SHORT TASK: Show each line in the records below that contains the word "weathered".

◆ ◆ ◆ ◆ ◆ ◆ ◆

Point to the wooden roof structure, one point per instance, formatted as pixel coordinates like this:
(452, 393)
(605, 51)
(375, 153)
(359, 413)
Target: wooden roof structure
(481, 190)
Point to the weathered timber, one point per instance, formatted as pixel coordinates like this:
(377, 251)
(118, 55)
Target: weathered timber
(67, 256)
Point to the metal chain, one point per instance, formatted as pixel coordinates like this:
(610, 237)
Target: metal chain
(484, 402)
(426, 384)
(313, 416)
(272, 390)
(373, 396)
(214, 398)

◆ ◆ ◆ ◆ ◆ ◆ ◆

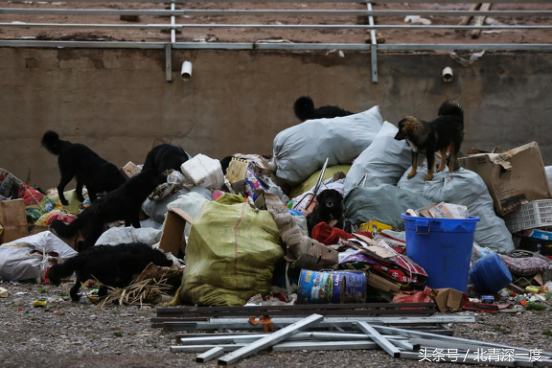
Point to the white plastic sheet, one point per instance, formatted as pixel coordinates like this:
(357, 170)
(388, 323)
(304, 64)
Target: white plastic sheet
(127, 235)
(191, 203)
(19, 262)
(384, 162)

◆ ◆ ◆ ◆ ◆ ◆ ◆

RESULT OF THIS EXERCISE:
Point to the weathered timber, one point per instance, formatted as pixel coordinates like this:
Target: weathered timber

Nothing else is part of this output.